Sentenza Sentenza Cassazione Civile n. 21570 del 07/10/2020

Cassazione civile sez. II, 07/10/2020, (ud. 07/07/2020, dep. 07/10/2020), n.21570

LA CORTE SUPREMA DI CASSAZIONE

SEZIONE SECONDA CIVILE

Composta dagli Ill.mi Sigg.ri Magistrati:

Dott. GORJAN Sergio – Presidente –

Dott. BELLINI Ubaldo – rel. Consigliere –

Dott. CARRATO Aldo – Consigliere –

Dott. PICARONI Elisa – Consigliere –

Dott. CASADONTE Annamaria – Consigliere –

ha pronunciato la seguente:

ORDINANZA

sul ricorso 6682-2016 proposto da:

F.V., rappresentato e difeso dall’Avvocato ACHILLE

BENIGNI ed elettivamente domiciliato presso il suo studio in ROMA,

VIA VITTORIA COLONNA 18;

– ricorrente –

contro

C.G.;

– intimato –

avverso la sentenza n. 11256/2015 del TRIBUNALE di NAPOLI pubblicata

in data 4/09/2015;

udita la relazione della causa svolta nella camera di consiglio del

07/07/2020 dal Consigliere Dott. UBALDO BELLINI.

 

Fatto

FATTI DI CAUSA

F.V. proponeva appello avverso la sentenza del Giudice di pace di Portici, n. 354 del 9 marzo 2012, pronunciata all’esito del giudizio promosso da esso attore/appellante contro C.G. avente ad oggetto l’accertamento del diritto di proprietà della autovettura Alfa Romeo 159 (targata (OMISSIS)) venduta dall’attore al convenuto in data 28 settembre 2008.

Il primo Giudice, con la richiamata decisione, ha rigettato la domanda, affermando la carenza di interesse dell’attore ad agire, giacchè l’accertamento della proprietà del veicolo avrebbe dovuto essere provata con la dimostrazione di un valido contratto.

Detta pronuncia veniva impugnata dal ricorrente, che ne chiedeva la riforma da parte del Tribunale di Napoli. L’appellato rimeneva contumace.

Con la sentenza n. 11256/2015, pubblicata in data 4/09/2015, il Tribunale dichiarava inammissibile l’appello in ragione della violazione dell’art. 342 c.p.c.

==============================

Esercizi da svolgere
[1] Trascrivi dall'ordinanza della Cassazione il passo da "F.V. proponeva appello" a "28 settembre 2008.".
[2] Secondo l'ordinanza della Cassazione, in che data l'attore aveva venduto l'Alfa Romeo 159 al convenuto?

(Annotazioni di coordinate)
==============================

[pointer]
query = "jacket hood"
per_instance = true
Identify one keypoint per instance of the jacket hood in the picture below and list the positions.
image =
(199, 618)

==============================

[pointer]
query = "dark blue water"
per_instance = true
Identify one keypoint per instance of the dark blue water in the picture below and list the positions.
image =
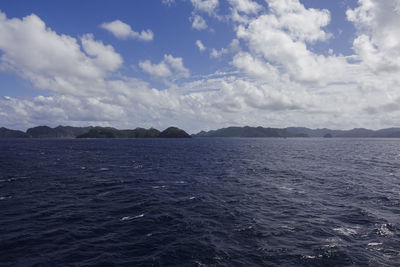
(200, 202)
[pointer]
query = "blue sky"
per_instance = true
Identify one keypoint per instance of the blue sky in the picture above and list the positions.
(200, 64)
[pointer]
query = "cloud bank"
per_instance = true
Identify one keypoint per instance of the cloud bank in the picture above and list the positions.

==============================

Soluzioni in ordine
[1]
F.V. proponeva appello avverso la sentenza del Giudice di pace di Portici, n. 354 del 9 marzo 2012, pronunciata all’esito del giudizio promosso da esso attore/appellante contro C.G. avente ad oggetto l’accertamento del diritto di proprietà della autovettura Alfa Romeo 159 (targata (OMISSIS)) venduta dall’attore al convenuto in data 28 settembre 2008.

[2] Il 28 settembre 2008.